* [WRITTEN INSTRUCTION] Collect every line of the listing below that contains the string "blue". Case matters.
--- PROVIDED RECORDS ---
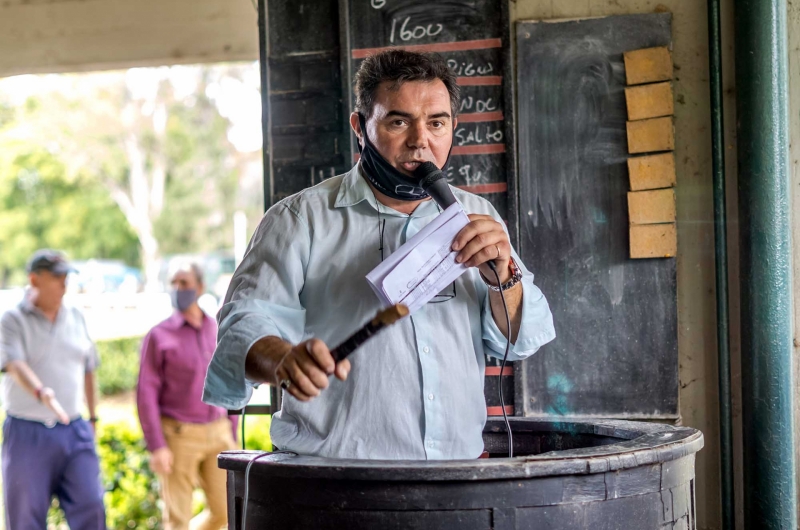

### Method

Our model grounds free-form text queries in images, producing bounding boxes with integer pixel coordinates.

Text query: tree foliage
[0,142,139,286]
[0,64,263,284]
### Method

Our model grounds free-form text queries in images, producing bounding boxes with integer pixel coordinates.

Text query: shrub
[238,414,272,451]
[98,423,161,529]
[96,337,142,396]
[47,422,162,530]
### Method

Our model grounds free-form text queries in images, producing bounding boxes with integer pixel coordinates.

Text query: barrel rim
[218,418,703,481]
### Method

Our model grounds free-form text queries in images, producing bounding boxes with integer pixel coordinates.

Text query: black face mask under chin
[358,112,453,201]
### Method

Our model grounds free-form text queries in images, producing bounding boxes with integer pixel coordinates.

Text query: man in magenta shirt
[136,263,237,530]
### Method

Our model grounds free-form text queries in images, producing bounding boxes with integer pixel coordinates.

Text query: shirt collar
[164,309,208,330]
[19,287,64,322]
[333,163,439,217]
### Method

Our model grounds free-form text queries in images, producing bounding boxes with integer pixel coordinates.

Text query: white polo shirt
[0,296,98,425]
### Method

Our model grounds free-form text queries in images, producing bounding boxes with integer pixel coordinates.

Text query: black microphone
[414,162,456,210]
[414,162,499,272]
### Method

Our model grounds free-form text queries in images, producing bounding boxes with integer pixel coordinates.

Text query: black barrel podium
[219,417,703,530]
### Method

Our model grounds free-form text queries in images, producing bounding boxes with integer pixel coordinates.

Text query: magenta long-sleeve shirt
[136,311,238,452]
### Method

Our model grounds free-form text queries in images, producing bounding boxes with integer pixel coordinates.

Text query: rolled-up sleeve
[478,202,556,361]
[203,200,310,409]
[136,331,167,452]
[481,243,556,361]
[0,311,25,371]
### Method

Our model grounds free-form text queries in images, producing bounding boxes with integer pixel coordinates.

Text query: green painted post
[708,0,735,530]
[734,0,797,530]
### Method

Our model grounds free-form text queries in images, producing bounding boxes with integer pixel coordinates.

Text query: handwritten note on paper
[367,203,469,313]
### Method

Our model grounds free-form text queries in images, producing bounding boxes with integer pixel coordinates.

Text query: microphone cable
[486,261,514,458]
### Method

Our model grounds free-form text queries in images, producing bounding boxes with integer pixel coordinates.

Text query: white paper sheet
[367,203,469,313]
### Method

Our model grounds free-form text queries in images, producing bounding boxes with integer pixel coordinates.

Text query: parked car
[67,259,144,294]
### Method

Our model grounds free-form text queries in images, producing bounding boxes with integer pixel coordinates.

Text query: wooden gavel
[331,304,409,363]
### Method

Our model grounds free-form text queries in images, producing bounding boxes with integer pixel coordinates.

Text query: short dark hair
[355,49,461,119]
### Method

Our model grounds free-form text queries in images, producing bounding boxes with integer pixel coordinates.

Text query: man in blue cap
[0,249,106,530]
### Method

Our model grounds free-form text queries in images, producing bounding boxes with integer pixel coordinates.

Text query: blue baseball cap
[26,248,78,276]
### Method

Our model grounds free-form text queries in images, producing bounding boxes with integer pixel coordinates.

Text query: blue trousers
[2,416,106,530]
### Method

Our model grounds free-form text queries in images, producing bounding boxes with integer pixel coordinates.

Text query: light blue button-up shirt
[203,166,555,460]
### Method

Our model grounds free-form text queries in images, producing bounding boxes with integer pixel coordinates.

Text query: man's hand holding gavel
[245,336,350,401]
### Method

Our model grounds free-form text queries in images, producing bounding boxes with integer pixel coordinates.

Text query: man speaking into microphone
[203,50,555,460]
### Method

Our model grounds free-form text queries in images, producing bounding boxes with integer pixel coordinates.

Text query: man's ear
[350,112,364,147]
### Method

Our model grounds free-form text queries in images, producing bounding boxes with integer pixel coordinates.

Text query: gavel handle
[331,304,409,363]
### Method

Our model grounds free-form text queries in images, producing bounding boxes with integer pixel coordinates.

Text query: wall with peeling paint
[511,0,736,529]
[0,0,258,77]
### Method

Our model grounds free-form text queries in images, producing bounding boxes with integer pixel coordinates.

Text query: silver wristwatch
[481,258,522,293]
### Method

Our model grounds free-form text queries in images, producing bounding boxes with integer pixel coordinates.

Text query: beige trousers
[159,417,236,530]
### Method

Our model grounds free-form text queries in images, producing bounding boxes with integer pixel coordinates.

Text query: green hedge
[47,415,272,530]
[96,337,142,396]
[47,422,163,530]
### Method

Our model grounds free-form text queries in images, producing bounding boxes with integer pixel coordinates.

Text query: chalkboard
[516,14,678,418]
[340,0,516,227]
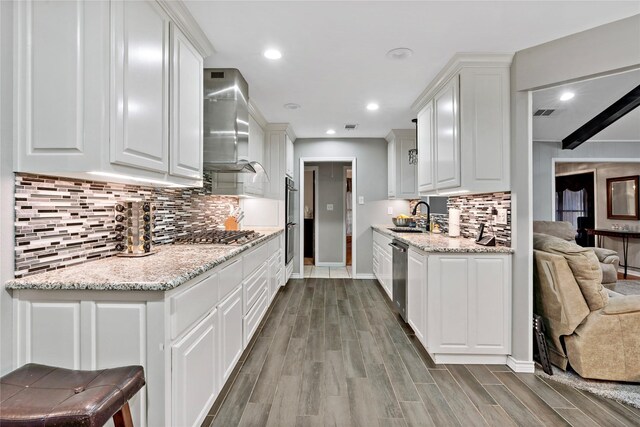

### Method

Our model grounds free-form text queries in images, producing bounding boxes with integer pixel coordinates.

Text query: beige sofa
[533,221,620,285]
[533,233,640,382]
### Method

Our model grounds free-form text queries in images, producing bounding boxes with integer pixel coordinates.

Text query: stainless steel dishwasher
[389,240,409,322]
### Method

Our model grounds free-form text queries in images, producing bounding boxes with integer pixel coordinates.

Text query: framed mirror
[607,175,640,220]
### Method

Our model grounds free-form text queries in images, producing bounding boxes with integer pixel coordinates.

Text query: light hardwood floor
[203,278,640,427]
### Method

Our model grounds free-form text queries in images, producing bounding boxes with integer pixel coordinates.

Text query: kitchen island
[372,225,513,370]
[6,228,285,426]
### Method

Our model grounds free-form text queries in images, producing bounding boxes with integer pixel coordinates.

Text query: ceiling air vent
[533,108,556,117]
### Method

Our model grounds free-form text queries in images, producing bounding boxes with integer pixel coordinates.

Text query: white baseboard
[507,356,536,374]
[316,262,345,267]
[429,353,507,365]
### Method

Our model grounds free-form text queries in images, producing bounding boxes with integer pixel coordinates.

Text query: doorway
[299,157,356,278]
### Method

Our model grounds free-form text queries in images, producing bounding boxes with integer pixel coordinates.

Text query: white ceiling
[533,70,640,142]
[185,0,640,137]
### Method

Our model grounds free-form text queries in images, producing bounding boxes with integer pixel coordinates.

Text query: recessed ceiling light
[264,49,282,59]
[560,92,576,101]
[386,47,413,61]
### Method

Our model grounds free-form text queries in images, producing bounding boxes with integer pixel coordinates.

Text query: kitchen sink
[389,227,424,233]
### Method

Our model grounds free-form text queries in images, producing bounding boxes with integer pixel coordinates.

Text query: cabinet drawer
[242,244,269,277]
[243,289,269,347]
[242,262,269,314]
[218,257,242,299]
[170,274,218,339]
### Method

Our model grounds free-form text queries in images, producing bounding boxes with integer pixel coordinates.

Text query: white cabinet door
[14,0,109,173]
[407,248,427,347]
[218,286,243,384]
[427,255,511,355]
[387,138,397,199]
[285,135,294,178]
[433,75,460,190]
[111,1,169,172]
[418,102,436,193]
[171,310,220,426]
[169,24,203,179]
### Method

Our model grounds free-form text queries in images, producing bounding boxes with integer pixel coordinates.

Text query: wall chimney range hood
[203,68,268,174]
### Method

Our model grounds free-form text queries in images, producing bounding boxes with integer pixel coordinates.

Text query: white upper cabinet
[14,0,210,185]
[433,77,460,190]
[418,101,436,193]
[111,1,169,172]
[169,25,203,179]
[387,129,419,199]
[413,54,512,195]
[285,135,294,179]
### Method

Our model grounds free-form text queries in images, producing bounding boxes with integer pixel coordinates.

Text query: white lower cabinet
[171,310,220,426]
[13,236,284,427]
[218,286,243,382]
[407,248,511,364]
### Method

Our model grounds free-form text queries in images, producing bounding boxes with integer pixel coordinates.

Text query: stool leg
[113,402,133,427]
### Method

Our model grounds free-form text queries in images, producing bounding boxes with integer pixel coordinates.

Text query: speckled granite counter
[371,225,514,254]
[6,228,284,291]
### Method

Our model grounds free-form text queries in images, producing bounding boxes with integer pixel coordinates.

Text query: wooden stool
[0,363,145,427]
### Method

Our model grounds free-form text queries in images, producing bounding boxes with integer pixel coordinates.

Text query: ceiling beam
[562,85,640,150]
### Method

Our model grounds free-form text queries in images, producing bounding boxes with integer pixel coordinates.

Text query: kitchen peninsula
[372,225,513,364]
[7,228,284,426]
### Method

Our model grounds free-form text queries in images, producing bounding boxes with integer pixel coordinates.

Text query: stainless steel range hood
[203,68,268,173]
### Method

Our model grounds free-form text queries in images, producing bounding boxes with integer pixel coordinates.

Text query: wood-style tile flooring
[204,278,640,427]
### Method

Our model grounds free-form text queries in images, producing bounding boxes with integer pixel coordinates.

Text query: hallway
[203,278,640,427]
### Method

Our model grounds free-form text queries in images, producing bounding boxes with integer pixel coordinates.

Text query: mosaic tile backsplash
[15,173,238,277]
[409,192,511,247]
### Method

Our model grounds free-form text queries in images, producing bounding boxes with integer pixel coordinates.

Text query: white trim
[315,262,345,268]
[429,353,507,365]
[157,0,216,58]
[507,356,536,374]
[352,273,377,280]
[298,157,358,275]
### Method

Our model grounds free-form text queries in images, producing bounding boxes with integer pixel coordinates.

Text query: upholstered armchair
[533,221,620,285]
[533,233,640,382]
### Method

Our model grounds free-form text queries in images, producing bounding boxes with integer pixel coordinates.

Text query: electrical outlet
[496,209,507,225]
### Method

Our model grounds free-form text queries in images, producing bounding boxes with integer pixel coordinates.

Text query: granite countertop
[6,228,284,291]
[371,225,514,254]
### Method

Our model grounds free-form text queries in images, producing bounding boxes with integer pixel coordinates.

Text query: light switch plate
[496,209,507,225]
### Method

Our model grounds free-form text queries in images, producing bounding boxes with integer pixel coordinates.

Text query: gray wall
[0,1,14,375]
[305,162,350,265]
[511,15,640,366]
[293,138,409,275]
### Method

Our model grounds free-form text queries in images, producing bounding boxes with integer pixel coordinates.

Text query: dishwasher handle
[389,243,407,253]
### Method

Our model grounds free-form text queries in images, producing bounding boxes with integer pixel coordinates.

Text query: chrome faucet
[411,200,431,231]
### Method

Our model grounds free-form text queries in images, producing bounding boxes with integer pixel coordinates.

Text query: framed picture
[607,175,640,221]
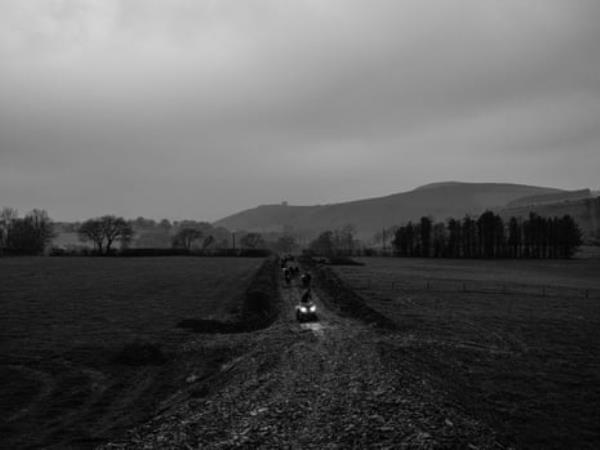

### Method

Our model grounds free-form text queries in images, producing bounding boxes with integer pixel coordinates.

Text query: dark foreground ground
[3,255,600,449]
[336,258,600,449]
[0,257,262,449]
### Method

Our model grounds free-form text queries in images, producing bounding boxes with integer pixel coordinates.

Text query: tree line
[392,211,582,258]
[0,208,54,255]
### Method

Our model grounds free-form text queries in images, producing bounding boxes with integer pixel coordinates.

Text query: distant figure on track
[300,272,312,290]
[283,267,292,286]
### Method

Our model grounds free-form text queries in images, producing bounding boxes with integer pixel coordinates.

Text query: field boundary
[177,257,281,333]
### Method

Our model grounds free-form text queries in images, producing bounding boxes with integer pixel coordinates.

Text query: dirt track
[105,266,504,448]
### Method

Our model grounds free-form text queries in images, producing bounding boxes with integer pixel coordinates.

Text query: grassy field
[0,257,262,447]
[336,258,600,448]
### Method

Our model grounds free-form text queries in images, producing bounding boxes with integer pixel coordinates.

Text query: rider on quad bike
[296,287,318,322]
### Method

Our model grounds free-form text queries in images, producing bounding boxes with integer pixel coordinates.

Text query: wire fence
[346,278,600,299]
---
* [SOLUTION FOR THIS EXERCISE]
Text query: man in blue cap
Text query: blue baseball cap
Text query: blue trousers
Text query: light blue button-up shirt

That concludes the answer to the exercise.